_Brano selezionato_
****************
Perseo si prese a forza il trono. Nelle due successive battaglie di Pidna (168 e 148 a.C.), la falange sfidò nuovamente le legioni. Il risultato finale fu che la Macedonia divenne definitivamente una provincia romana e Perseo sfilò in catene a Roma.

Le guerre macedoniche segnarono la fine di un'epoca in campo tattico-strategico. La falange era definitivamente superata e non rappresentava più quell'invincibile schieramento che aveva permesso ad Alessandro Magno di spadroneggiare in lungo e in largo.

Dinanzi alla maggiore mobilità e flessibilità del manipolo romano, la falange dimostrava limiti strutturali evidenti. A Cinocefale, la prima falange perse la coesione per via del terreno accidentato. Bastava infatti che un singolo falangita inciampasse per mettere in crisi tutta la schiera.

Questi uomini (pezhetairoi, ossia "Compagni a piedi"), costretti ad abbandonare le fedeli picche, risultarono del tutto inappropriati al combattimento corpo a corpo contro i legionari. Il gladio, corta spada a doppio taglio, in dotazione ai fanti romani fece strage di arti e corpi.

Ricordo a tal proposito che il falangita macedone poteva difendersi solamente con uno scudo tondo, legato all'avambraccio sinistro. La seconda falange di Cinocefale, si ritrovò invece sotto attacco sul fianco e alle spalle. In questo caso, la scarsa capacità di manovra dello schieramento non permise di girarsi su se stessa per fronteggiare un attacco non frontale. Gli uomini alzarono le picche per arrendersi, venendo ugualmente massacrati.
****************
[Righe del dataset sulla posizione degli oggetti]
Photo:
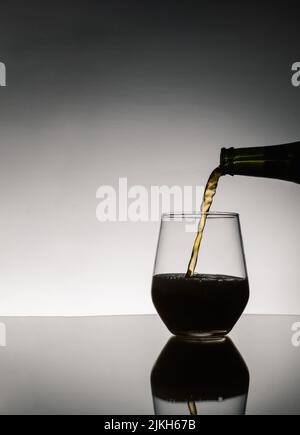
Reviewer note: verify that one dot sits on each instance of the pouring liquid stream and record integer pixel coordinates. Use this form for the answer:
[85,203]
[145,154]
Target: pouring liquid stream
****************
_Istruzioni del compito_
1 - Nel brano sulle guerre macedoniche, con che cosa poteva difendersi il falangita macedone?
2 - Conta le righe dei record che contengono la stringa "pouring", distinguendo tra maiuscole e minuscole, e scrivi soltanto il numero.

_Risposte fornite_
1 - Con uno scudo tondo, legato all'avambraccio sinistro.

2 - 2